At this time of a global recession, much has been said about Africa’s resilience and her potential as the next pole of growth. If ever there was a moment to seek ways of boosting, re-dynamizing our internal market, that moment is now, when global trade is contracting.

Let me begin with the good news. Historically, African trade has been more outward-oriented than any other continent. What is encouraging is that we at the Bank estimate that intra-African exports in 2010 were 16% of our total trade – 6% higher than the often-cited 10%. In value terms, this translates to 57 billion dollars in 2011.

Moreover, over the past decade, African exports to the rest of the world have grown at only two-thirds of the rate of intra-African exports. In 2011, exports and imports combined stood at 70% of Africa’s GDP. There is no doubt that trade could grow even faster if the global economy was healthier than it is today and if a level playing field were in place.

In addition, the continent’s physical infrastructure, while improving, continues to undermine our competitiveness and trade growth, to which I must add “soft infrastructure” constraints such as restrictive regulations on movement of goods and people, non-tariff barriers, poor logistics services and, of late, trade finance that is hard to access, is costly and not good tenure.

In the few minutes that I have, let me concentrate on two key issues: trade finance and trade-related infrastructure.

Finance is the engine that drives trade. Since the financial crisis on Wall Street three years ago, firms in some countries are struggling to secure trade loans. Before the crisis, trade finance products that were amply available have now become prohibitive, scarce and short tenured. I am reliably informed that in at least a third of African countries, businesses are paying roughly a 10% premium on trade loans on top of cash collateral requirements, which may be as high as 50% of the loan’s face value. These developments are threatening to slow trade at a time when African exports are fuelling growth across the continent.

We at the African Development Bank have attempted to provide a robust response to the crisis by setting up a temporary Trade Finance Initiative of one billion dollars in 2009. This timely initiative did throw a lifeline to hundreds of businesses across Africa, saving thousands of jobs and generating millions of dollars in revenue for firms and their governments. It also kept trade flowing at a particularly challenging time in the global economy.

Rows:
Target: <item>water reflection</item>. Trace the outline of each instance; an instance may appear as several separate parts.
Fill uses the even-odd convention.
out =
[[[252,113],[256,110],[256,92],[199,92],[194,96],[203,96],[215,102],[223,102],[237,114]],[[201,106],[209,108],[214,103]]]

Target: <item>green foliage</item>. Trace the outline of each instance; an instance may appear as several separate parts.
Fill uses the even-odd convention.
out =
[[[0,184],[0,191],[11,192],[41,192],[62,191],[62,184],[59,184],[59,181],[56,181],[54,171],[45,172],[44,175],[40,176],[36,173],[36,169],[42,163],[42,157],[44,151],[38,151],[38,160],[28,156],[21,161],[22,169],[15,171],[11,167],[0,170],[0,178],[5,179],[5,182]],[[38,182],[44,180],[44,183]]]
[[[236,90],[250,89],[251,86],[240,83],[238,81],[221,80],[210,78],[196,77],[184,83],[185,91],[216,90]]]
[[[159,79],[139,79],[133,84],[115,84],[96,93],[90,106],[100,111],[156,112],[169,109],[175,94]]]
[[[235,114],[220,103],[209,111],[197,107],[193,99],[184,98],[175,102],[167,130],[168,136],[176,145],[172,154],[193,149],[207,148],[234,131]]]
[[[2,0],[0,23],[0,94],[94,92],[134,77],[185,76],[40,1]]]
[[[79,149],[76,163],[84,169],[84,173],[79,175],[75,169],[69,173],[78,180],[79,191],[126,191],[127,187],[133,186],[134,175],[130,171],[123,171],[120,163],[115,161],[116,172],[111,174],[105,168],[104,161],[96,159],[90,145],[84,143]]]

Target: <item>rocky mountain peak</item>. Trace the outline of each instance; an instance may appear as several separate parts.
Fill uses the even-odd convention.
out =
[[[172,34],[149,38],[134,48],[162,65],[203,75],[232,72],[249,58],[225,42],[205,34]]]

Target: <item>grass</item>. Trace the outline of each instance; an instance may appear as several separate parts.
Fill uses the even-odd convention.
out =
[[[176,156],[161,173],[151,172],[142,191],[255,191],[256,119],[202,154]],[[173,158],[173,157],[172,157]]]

Task instructions:
**a.** In the text on African trade:
(i) What share of Africa's total trade did the Bank estimate intra-African exports made up in 2010?
(ii) In 2011, what share of Africa's GDP did exports and imports combined represent?
(iii) How large was the temporary Trade Finance Initiative that the African Development Bank set up in 2009?
**b.** According to the text on African trade, why is the present the moment to boost Africa's internal market? Answer in one to three sentences.
**c.** Summarize the text on African trade in two sentences.

Exercise results:
**a.**
(i) 16%.
(ii) 70%.
(iii) One billion dollars.

**b.** The present is the moment because global trade is contracting during a global recession. That makes it the time to look for ways to boost and re-dynamize Africa's internal market.

**c.** Intra-African exports are larger than often cited and have grown faster than exports to the rest of the world, but weak physical infrastructure, restrictive regulations, non-tariff barriers, poor logistics and costly, hard-to-access trade finance hold trade back. Since the Wall Street crisis, trade loans have become scarce and expensive, and the African Development Bank responded with a temporary one-billion-dollar Trade Finance Initiative in 2009 that kept trade flowing and saved thousands of jobs.